# Tarefa 1
No texto sobre o silêncio, por que, segundo o amigo maestro, a música é feita de silêncios? Responda em uma a três frases.
# Tarefa 2
Dê continuidade ao texto sobre o silêncio a partir da pergunta com que ele se encerra.

# Texto de origem
****
Quando você vai a um hospital, também é comum que nos corredores você veja placas com a palavra "SILÊNCIO". Num set de filmagens, antes de gritar "AÇÃO", o diretor ou seu assistente pedem "SILÊNCIO NO SET".


Na plateia de um cinema ou de um teatro, antes da "magia acontecer", o que se pede é que "FAÇAM SILÊNCIO" porque "o show vai começar".


Em reuniões de negócios das grandes empresas (participei de algumas importantes), durante a explanação ou apresentação de uma nova proposta de expansão de negócios ou de um novo produto a ser lançado no mercado, o que se costuma fazer é "MANTER O SILÊNCIO" para que todos compreendam a ideia.


Um grande amigo que é maestro de uma orquestra sinfônica, num papo informal, um dia me disse que a música, na verdade, "É FEITA DE SILÊNCIOS" e não só de notas musicais: "As notas musicais não seriam nada sem as pausas, os tempos, os silêncios que ali estão".


O que o trabalho de um ator, os corredores de um hospital, a plateia de uma sala de apresentações, a sala de reuniões de uma grande empresa, um set de gravações e a música tem em comum?
****
# Registros do conjunto de dados
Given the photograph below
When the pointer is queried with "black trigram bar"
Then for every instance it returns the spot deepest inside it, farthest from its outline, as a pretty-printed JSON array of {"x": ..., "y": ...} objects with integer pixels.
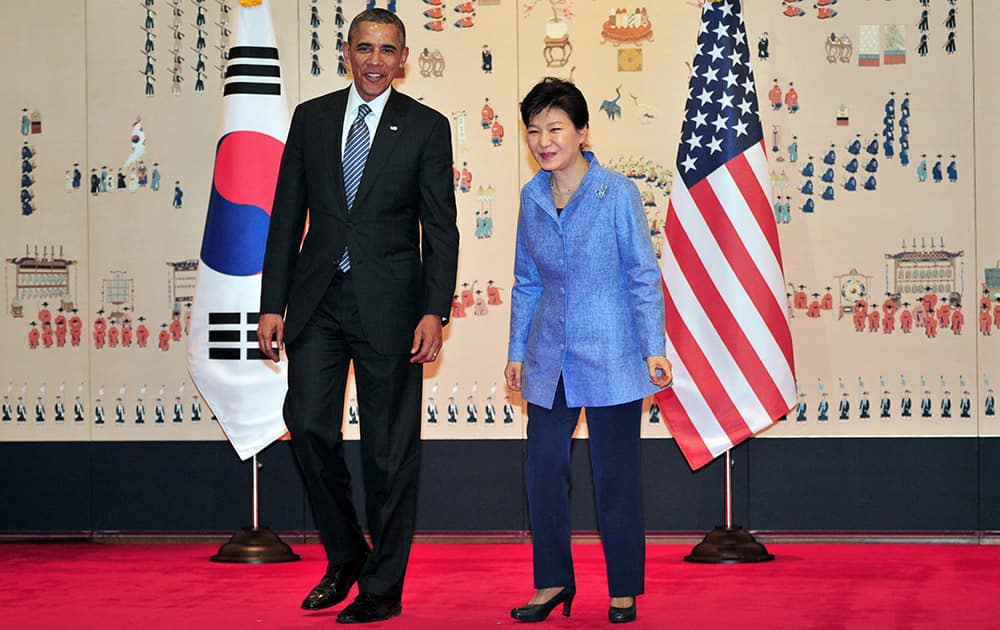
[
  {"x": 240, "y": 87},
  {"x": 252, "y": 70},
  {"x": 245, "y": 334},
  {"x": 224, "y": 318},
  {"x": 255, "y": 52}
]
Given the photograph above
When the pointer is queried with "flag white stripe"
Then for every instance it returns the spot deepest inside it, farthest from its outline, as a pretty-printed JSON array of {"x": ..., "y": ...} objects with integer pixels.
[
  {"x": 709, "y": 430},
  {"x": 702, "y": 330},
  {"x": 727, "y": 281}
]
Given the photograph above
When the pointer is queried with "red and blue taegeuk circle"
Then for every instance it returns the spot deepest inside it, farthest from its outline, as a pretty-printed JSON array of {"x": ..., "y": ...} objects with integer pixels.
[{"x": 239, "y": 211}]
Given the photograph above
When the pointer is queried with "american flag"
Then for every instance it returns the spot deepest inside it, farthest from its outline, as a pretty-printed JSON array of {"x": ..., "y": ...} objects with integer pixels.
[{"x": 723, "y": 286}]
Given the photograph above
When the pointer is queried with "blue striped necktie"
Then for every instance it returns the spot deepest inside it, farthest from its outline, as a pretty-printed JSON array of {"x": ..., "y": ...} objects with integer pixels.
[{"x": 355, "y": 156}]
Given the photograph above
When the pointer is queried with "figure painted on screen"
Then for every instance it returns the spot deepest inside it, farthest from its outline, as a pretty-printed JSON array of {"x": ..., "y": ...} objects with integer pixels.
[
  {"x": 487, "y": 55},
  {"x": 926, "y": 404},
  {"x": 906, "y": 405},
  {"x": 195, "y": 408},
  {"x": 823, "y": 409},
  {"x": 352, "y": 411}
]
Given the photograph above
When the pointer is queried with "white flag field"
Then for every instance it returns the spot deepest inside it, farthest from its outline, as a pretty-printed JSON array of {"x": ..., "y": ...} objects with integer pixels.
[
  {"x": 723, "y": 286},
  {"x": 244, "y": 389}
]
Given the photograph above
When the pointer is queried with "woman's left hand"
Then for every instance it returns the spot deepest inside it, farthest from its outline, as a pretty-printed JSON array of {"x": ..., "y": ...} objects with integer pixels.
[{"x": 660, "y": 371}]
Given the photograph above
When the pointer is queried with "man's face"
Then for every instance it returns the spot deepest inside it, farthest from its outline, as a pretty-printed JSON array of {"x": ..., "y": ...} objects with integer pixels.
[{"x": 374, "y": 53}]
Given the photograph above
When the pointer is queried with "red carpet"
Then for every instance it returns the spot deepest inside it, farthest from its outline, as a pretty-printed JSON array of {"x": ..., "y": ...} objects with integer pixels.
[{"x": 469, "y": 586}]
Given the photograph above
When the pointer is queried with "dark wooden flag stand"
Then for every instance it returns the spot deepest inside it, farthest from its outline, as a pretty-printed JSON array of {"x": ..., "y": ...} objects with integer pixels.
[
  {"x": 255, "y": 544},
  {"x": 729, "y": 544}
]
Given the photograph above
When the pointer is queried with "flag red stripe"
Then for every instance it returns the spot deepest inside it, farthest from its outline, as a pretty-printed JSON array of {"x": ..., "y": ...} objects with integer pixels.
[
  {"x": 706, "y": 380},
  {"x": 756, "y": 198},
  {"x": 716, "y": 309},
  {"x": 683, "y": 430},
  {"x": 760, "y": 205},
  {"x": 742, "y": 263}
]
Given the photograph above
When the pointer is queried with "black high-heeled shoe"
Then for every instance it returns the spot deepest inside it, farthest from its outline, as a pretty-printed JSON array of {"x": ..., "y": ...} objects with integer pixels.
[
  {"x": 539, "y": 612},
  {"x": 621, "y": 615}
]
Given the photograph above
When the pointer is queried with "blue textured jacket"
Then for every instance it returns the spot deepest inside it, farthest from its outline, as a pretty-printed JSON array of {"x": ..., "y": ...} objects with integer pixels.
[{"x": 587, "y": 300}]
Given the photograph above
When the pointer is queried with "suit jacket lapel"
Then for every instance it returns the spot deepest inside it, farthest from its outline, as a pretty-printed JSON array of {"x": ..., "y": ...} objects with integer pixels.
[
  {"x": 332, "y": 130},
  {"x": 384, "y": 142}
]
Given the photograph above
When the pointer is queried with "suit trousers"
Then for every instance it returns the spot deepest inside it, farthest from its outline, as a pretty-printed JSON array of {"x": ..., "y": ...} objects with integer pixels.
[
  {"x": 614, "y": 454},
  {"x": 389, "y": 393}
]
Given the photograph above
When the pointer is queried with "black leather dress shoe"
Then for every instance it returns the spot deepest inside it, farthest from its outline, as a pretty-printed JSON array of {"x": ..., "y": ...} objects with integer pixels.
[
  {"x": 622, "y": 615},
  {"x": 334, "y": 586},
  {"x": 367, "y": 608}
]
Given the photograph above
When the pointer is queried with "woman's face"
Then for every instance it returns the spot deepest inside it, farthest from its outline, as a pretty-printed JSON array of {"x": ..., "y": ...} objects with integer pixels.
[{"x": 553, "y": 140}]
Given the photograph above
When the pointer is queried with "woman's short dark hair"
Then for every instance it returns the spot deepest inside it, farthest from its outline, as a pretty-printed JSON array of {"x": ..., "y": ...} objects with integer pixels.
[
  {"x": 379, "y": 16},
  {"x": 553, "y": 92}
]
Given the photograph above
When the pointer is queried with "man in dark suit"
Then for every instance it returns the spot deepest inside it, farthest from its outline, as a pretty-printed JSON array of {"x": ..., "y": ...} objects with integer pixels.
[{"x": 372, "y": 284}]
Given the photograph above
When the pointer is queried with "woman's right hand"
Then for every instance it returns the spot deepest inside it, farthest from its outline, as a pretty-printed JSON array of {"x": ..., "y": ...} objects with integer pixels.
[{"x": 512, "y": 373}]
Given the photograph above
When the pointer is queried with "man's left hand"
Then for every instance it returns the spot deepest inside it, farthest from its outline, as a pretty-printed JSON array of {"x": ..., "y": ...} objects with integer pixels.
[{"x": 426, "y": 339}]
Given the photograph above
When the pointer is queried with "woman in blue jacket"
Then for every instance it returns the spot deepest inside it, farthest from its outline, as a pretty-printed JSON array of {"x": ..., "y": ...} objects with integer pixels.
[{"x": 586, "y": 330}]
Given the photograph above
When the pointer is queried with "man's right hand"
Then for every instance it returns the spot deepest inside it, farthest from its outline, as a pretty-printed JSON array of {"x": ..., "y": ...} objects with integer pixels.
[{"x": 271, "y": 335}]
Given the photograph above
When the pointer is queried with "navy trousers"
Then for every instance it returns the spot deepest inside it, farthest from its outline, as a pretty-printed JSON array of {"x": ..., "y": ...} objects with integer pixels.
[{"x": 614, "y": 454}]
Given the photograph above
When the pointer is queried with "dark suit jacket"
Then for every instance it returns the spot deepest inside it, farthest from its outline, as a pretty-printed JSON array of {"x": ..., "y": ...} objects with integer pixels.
****
# Resposta 1
Segundo o amigo maestro, a música é feita de silêncios e não só de notas musicais, porque as notas não seriam nada sem as pausas, os tempos e os silêncios que ali estão.

# Resposta 2
A resposta é simples: Para que haja concentração, cura, absorção de conteúdo, bons resultados, compreensão de uma explanação ou para que se viva a experiência de uma obra (musical ou falada), o silêncio é necessário.


Entendam a importância do silêncio na vida até para olhar um quadro em exposição. Isso é extremamente importante e necessário:


Se você observá-lo comentando algo, nem um Van Gogh será capaz de tocar sua alma, de transforma-la em algum ponto ou de entrar verdadeira e honestamente em você.


Se você conversa durante uma cena que está em andamento, você atrapalha a compreensão de quem assiste e a concentração dos atores que estão trabalhando no palco.


É preciso que silenciemos nossos ruídos internos e externos para que sejamos capazes de nos conectarmos com o que os outros (artistas, pessoas e obras) tem para nos oferecer.


Esses dias li que vivemos "OS TEMPOS MAIS BARULHENTOS E PERTURBADORES DA NOSSA PRÓPRIA HISTÓRIA", pelo excesso de informações que fornecemos ou que consumimos e encontramos. Saber filtrar e regular isso tem sido uma arte.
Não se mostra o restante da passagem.